*Alıştırmada istenenler*.
A – Yaşam tarzı üzerine yazıdan "Akşam arkadaşlarımla görüntülü" sözleriyle başlayıp "ve düşüncelere daldım." sözlerine kadar uzanan bölümü, bu sözler de dahil olmak üzere, hiçbir değişiklik yapmadan yazın.
B – Yaşam tarzı üzerine yazıyı kaldığı yerden itibaren sürdürün.

*Belgeden alıntı*.
________________________________________
Akşam arkadaşlarımla görüntülü konuşma yaparken hepsinin yüzüne sanki ilk kez görüyormuşum gibi baktım; bana karşı tavırları, içten sohbetleri, şakaları… Ciddi oldukları zamanlarda bile yüzlerinden bana doğru akan bir sevgi huzmesi vardı. Sevdiklerim bana hep dünyada eşi benzeri bulunmaz bir varlıkmışım gibi baktığı için şükrettim. Peki bana kimler böyle bakmıyordu da ben kendimi kendimle ilgili mutsuz hissetmiştim ki? Konuşmamız bittikten sonra sessizce odama gidip gardrobumu açtım, iç kapağına monte ettiğim aynaya gözlerimi diktim ve gözlerimin en içine odaklandım, sanki aynadaki aksimden ruhumun ta içine bir bağlantı kuruyormuşum gibi hayal ettim ve düşüncelere daldım.
O sürede beni mutsuz eden şeyin hiçbir zaman görüntümle ilgili olmadığını fark ettim; çünkü ben her halimle güzeldim, her halimle sevilmeye değerdim, çokça değer veren ve çokça değer gören bir insandım. Şanslıydım yani.
Beni mutsuz eden şey üçüncü kattaki evime elektrikler kesilip de asansör çalışmadığında her merdiven arasında dinlenerek “tırmanmak” zorunda kalmaktı, Pamukkale’ye gittiğimde çok merak ettiğim halde tepedeki amfi tiyatroya aşırı yorulduğum ve nefesim kesildiği için çıkamamaktı, yarım saatlik kısa bir yürüyüş yaptığımda bile nefes nefese kalıp hemen bir yerlere oturma ihtiyacı hissetmemdi. Yani mutsuzluğumun sebebi yaşam tarzımdı. Sorunumu tespit ettikten sonra hala aynada bana bakan ışığı gitmiş bir çift göze söz verdim; “Seneye yıl sonu fotoğrafı çekilirken bugün aldığım pantolonun daha küçük bedenini giyiyor olacağım, çünkü hayat tarzımı değiştireceğim.”
________________________________________
*Kayıtlı veriler*.
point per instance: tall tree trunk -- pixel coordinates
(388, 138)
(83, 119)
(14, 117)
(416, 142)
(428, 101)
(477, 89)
________________________________________
*Görevlere göre sonuçlar*.
A –
Akşam arkadaşlarımla görüntülü konuşma yaparken hepsinin yüzüne sanki ilk kez görüyormuşum gibi baktım; bana karşı tavırları, içten sohbetleri, şakaları… Ciddi oldukları zamanlarda bile yüzlerinden bana doğru akan bir sevgi huzmesi vardı. Sevdiklerim bana hep dünyada eşi benzeri bulunmaz bir varlıkmışım gibi baktığı için şükrettim. Peki bana kimler böyle bakmıyordu da ben kendimi kendimle ilgili mutsuz hissetmiştim ki? Konuşmamız bittikten sonra sessizce odama gidip gardrobumu açtım, iç kapağına monte ettiğim aynaya gözlerimi diktim ve gözlerimin en içine odaklandım, sanki aynadaki aksimden ruhumun ta içine bir bağlantı kuruyormuşum gibi hayal ettim ve düşüncelere daldım.

B –
Zaten filmlerde de böyledir ya, sorun göz önüne serildikten sonra olaylar çözülüverir kendiliğinden… Yüzünüzü nereye dönerseniz, döndüğünüz yeri görürsünüz; basit! Benim de karşıma biraz araştırma sonucu harika bir danışman ve hatta Türkiye’de yaşasaydı kahveye falan davet edeceğim tatlı bir yol arkadaşı çıktı. Bu konuyu özellikle belirtiyorum çünkü eski ben asla ve asla böyle bir konuda yardım istemezdi; kendi konfor alanımın dışına çıkmaya gönüllü oluşumun bir sembolüydü yardım istemek benim için. Yol haritamı belirledim ve hayatımı yaşamaya bu haritadaki konulara da dikkat ederek devam ettim.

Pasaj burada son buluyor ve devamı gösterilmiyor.